--- GOAL OF THE EXERCISE ---
Go through the records underneath and write each one out again exactly.

--- EXERCISE INPUT ---
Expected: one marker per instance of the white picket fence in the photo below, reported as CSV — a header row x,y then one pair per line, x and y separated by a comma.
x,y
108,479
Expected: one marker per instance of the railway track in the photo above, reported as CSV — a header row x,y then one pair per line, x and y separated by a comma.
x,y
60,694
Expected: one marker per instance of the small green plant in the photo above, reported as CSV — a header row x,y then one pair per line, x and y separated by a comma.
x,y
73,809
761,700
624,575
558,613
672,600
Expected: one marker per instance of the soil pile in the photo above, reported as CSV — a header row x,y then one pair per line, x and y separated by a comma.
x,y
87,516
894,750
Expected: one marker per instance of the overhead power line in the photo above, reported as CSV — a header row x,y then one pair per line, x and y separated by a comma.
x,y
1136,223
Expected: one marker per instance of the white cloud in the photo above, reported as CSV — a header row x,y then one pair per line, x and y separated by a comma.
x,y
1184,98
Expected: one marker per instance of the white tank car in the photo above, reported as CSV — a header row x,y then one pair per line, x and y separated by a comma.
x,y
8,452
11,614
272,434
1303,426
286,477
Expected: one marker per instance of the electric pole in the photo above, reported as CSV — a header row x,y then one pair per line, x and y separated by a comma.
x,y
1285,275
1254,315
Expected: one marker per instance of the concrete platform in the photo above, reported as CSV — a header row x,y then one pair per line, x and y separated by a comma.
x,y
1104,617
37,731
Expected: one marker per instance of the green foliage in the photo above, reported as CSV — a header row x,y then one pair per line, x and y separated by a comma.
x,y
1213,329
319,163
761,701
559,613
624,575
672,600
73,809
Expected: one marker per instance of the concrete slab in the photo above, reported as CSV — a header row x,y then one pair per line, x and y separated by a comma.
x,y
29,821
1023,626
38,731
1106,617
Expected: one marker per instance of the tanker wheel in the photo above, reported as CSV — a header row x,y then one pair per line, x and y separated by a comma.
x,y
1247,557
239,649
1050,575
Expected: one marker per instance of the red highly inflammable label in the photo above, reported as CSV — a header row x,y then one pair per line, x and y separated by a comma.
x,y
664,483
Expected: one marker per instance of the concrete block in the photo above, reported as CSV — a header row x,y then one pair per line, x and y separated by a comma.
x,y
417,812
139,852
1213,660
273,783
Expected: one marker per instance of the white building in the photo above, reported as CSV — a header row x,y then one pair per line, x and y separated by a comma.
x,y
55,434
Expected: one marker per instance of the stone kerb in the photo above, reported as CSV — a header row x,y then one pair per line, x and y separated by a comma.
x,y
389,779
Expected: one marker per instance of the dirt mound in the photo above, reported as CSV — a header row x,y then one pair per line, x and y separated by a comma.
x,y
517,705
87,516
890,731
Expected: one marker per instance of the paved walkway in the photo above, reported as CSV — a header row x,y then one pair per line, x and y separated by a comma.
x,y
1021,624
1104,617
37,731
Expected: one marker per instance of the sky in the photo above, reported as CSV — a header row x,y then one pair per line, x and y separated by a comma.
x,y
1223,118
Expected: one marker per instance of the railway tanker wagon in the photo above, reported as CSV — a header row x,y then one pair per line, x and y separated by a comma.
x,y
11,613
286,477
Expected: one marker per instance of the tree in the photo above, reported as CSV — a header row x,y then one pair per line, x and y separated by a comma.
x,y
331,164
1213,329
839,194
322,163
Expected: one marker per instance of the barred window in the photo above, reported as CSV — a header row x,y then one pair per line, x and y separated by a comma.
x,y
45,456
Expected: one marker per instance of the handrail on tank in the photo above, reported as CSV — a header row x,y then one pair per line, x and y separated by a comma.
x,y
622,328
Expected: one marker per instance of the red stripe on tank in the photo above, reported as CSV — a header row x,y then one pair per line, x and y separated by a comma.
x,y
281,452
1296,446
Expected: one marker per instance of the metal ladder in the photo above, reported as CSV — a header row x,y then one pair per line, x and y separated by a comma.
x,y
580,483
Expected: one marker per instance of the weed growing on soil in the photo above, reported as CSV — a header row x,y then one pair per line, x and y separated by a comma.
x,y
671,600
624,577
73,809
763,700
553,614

--- SOLUTION TO THE EXERCISE ---
Expected: one marker per instance of the white picket fence in the photo below, reported as CSV — a header row x,y then one pair per line, x and y separated by a comma.
x,y
108,479
Expected: one marker per instance of the railway track in the photo above, reported as CSV — a header row x,y then one pair per line, x and y separated by a comma.
x,y
60,694
Expected: one marker per instance of the small green plant in the photo above, reported as CSV — a header row x,y then one pair per line, x and y separated by a comma.
x,y
73,809
761,700
624,575
558,613
672,600
Expected: one marker per instance of the soil pile in the photo above, reported as CSV — a header row x,y then one pair per line, x and y separated by a comma.
x,y
87,516
894,750
Expected: one marker per instance of the overhead power line in the photo above, reported as CSV — a header row x,y then one pair per line, x and y separated by a comma.
x,y
1136,223
Expected: one marker per instance of the white cloud in the photo above, reported as CSV — a header row x,y then one pair per line, x and y separated by a comma.
x,y
1184,98
Expected: one marker per instance of the white tank car in the photo above, reported as CSV — a header row x,y then one pair per line, x and y separated by a comma.
x,y
8,452
11,614
272,434
1303,426
286,477
Expected: one marker per instance of the electric pole in the photo above, reported as CSV — a header row x,y then one pair per line, x and y separated by a comma.
x,y
1285,275
1254,315
Expected: one marker per instance of the concrete platform in the photo above, reported as CSV — a header row x,y then one pair per line, x and y separated by a comma.
x,y
1104,617
37,731
Expected: one marker per instance of the green foliage in the photo above, reported as CSV — a header row x,y then one pair per line, x and y separated by a comma.
x,y
1213,329
319,163
761,701
559,613
624,575
672,600
73,809
Expected: one marker per instance of the concrete slab in the photo above, reported as CSV — a header row x,y then one pair per line, x and y separated by a comma.
x,y
29,821
1023,626
38,731
1106,617
Expected: one marker per instance of the tanker wheel in the photo above, reported as CSV — a header row x,y then one pair per line, x and y separated by a comma.
x,y
1247,557
239,649
1050,575
Expected: one marker per instance of the red highly inflammable label in the photo above, reported as CSV — a header row x,y then one pair per line, x and y separated by a comma.
x,y
664,483
Expected: one marker per instance of the concrete block in the photo above, reported as CSV — a header row x,y then one pair per line, x and y separated by a comma.
x,y
417,812
139,852
1213,660
273,783
Expected: one marker per instance of the white building in the photo above, reported as CSV — a header row x,y then one pair per line, x and y separated by a comma.
x,y
55,434
Expected: one marker per instance of the stone kerb in the photo above, reported as CSV — a header row x,y then one pair per line, x and y separated by a comma.
x,y
389,779
Expected: one marker per instance of the dirt mound in the photo above, reported as CSV — a header row x,y then one pair per line, x and y separated by a comma.
x,y
517,705
87,516
890,731
Expected: one marker per instance of the paved walkway in the photo above, reported as CSV — a header row x,y then one pair per line, x and y separated by a comma.
x,y
1021,624
1104,617
37,731
Expected: one marker per instance of the sky in the photo above, reported as CSV — a header row x,y then one pair per line, x and y separated by a comma.
x,y
1223,118
Expected: one marker per instance of the railway tanker wagon in the photo above, reported as CSV — a header row x,y then one pair per line, x and y separated by a comma.
x,y
11,613
286,477
Expected: one marker per instance of the tree in the photo above, reported as CSV — a header row x,y then one pair per line, x and y separated by a comma.
x,y
331,164
1213,329
839,194
322,163
Expected: one marker per instance of the barred window in the photo above, reported as CSV — a header row x,y then one pair per line, x and y separated by a comma.
x,y
45,456
Expected: one marker per instance of the handrail on tank in the photo above, reported as CSV — a header row x,y then one pair per line, x and y separated by a comma.
x,y
622,328
Expected: one marker per instance of the red stripe on tank in the photo above, reported as CSV — a header row x,y then one pair per line, x and y separated by a comma.
x,y
281,452
1296,446
Expected: one marker per instance of the metal ladder in the photo above, reported as CSV — a header row x,y then one pair per line, x and y separated by a comma.
x,y
580,483
Expected: one marker per instance of the weed growing on soil in the photo above, reported as CSV — a header row x,y then one pair per line, x and y separated by a comma.
x,y
671,600
624,577
73,809
763,700
553,614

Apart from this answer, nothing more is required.